[Try it] Please output the line that contains "# place a dot" and all later lines of the material, exactly, through the end.

[Records shown]
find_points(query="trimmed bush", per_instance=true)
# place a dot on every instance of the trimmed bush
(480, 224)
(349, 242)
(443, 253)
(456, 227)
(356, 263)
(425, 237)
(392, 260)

[Reply to the exercise]
# place a dot on every instance of the trimmed bush
(480, 224)
(349, 242)
(443, 253)
(456, 227)
(356, 263)
(425, 237)
(392, 260)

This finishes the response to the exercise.